» Exercise brief:
Copy the records below exactly, leaving out every picture.

» Records supplied:
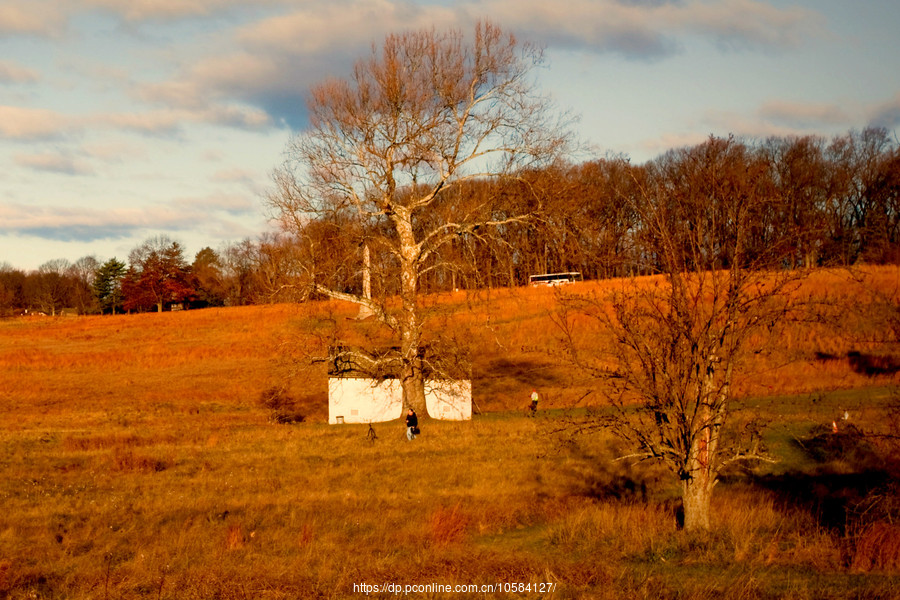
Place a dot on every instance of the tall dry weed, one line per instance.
(878, 548)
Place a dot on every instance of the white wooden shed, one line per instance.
(365, 400)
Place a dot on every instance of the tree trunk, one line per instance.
(696, 495)
(412, 376)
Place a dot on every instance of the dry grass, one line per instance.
(136, 461)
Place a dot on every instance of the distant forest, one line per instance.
(822, 202)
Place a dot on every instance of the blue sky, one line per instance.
(124, 119)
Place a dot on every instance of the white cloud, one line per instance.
(54, 163)
(805, 115)
(12, 73)
(31, 123)
(35, 17)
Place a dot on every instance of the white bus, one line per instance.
(555, 278)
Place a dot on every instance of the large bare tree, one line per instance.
(387, 153)
(678, 338)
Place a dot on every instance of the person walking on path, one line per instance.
(412, 425)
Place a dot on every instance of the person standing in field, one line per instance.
(412, 425)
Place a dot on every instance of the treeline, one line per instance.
(158, 276)
(816, 201)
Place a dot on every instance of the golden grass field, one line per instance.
(137, 462)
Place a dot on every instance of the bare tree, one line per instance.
(679, 337)
(386, 149)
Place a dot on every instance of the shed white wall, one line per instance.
(364, 400)
(371, 401)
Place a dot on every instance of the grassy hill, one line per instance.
(137, 462)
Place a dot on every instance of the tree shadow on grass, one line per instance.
(870, 365)
(848, 483)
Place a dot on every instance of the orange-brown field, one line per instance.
(138, 462)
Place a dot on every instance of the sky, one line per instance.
(121, 120)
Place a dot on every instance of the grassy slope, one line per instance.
(136, 463)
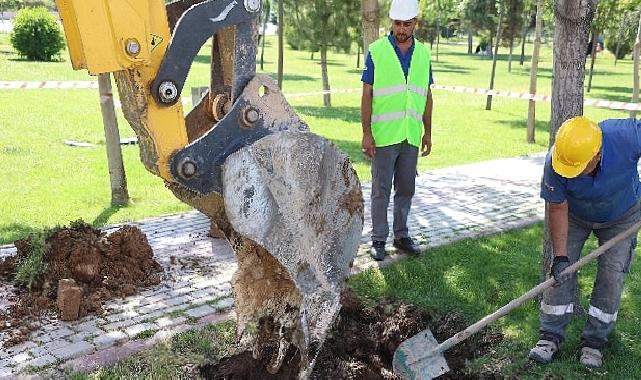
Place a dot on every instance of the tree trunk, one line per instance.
(488, 105)
(119, 193)
(523, 38)
(509, 59)
(262, 48)
(438, 37)
(573, 19)
(635, 56)
(595, 35)
(370, 24)
(281, 48)
(327, 99)
(531, 113)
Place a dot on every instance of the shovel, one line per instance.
(421, 357)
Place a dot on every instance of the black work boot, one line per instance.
(407, 245)
(377, 251)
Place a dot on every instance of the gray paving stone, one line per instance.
(73, 350)
(200, 311)
(109, 339)
(225, 303)
(42, 361)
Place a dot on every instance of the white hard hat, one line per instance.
(403, 10)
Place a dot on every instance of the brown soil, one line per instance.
(104, 266)
(361, 346)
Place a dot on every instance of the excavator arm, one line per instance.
(288, 201)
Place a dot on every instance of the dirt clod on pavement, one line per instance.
(102, 266)
(361, 345)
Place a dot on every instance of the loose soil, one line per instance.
(361, 345)
(104, 266)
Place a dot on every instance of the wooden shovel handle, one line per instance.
(473, 329)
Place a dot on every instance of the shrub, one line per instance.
(36, 34)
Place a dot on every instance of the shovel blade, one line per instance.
(418, 359)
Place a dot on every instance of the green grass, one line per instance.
(476, 277)
(47, 183)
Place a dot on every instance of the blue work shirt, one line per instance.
(404, 59)
(615, 186)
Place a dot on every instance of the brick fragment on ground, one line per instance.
(69, 298)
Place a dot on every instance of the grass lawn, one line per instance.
(47, 183)
(470, 277)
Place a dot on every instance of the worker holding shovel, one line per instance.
(591, 185)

» Exercise result:
Place a dot on every instance of the tall dry weed, one line per instance.
(878, 548)
Place a dot on every instance of the white wooden shed, one line per instance.
(365, 400)
Place a dot on every instance of the tree trunk, one line per instance.
(696, 495)
(412, 376)
Place a dot on every instance of the dry grass, one line per instance.
(136, 461)
Place a dot on every instance of the distant forest, one line per instance.
(822, 202)
Place a dot on every instance of the blue sky, one line per instance.
(124, 119)
Place a dot on every instance of the white cloud, one line per instance.
(54, 163)
(805, 115)
(12, 73)
(31, 123)
(35, 17)
Place a dot on every instance of the white bus, one line per instance.
(555, 278)
Place a dot on every instance of the large bare tree, one line per instance.
(387, 153)
(678, 338)
Place a dot on every instance of the person walking on path, one line per instance.
(412, 425)
Place a dot on every instance of the person standing in field, one line per instance.
(412, 425)
Place a dot on every instance of the treeline, one line per instance.
(158, 276)
(816, 201)
Place a dot on every instance of the golden grass field, one line per instance.
(137, 462)
Place a dot on every instance of the bare tree, one line per instance.
(679, 337)
(386, 149)
Place a dot on every instance of the shed white wall, one line per instance.
(364, 400)
(371, 401)
Place a dot on every instance of the grassy hill, one line per instance.
(137, 462)
Place a dot on every instance of the tree shadow on grass, one line per instance.
(870, 365)
(848, 483)
Place a dot on every instance of the orange-brown field, one line per instance.
(138, 462)
Place a dot on every instance of the sky, one line per instance.
(121, 120)
Place a dot on every instance of the grassy slope, one line per instance.
(136, 463)
Place a dot on every instance of the tree trunk, one line per instance.
(488, 105)
(119, 193)
(523, 38)
(509, 59)
(262, 48)
(438, 37)
(573, 19)
(635, 56)
(595, 35)
(370, 24)
(281, 48)
(327, 99)
(531, 113)
Place a dot on every instance of the shovel, one line per instance.
(421, 357)
Place a dot on every instance of the black work boot, one line per instance.
(407, 245)
(377, 251)
Place a dot on every instance of the gray paving stone, one line per instance.
(73, 350)
(200, 311)
(109, 339)
(225, 303)
(42, 361)
Place a dot on every instance of the white hard hat, one line per instance.
(403, 10)
Place a dot on every instance of the brown soil, one line per instance.
(104, 266)
(361, 346)
Place a dot on every instance of the excavator arm, one line per instance.
(288, 201)
Place a dot on every instance of the dirt clod on pavement, one line per instance.
(102, 266)
(361, 345)
Place a dot on every instance of the loose soil, one line per instance.
(361, 345)
(104, 266)
Place a dot on every instance of the wooden shovel handle, one line per instance.
(473, 329)
Place a dot on every instance of the shrub, one line per instance.
(36, 34)
Place a dot on every instance of the shovel blade, one line per instance.
(418, 359)
Place a dot on every instance of the green grass, one line per instance.
(476, 277)
(47, 183)
Place a dot on every instance of the blue work shirt, one line per instance.
(404, 59)
(615, 186)
Place a dot on every instance of the brick fragment on ground, one line per instance.
(69, 298)
Place a dot on every instance of the grass lawn, one line per instance.
(47, 183)
(470, 277)
Place a dot on every instance of the worker holding shovel, one line per instance.
(591, 185)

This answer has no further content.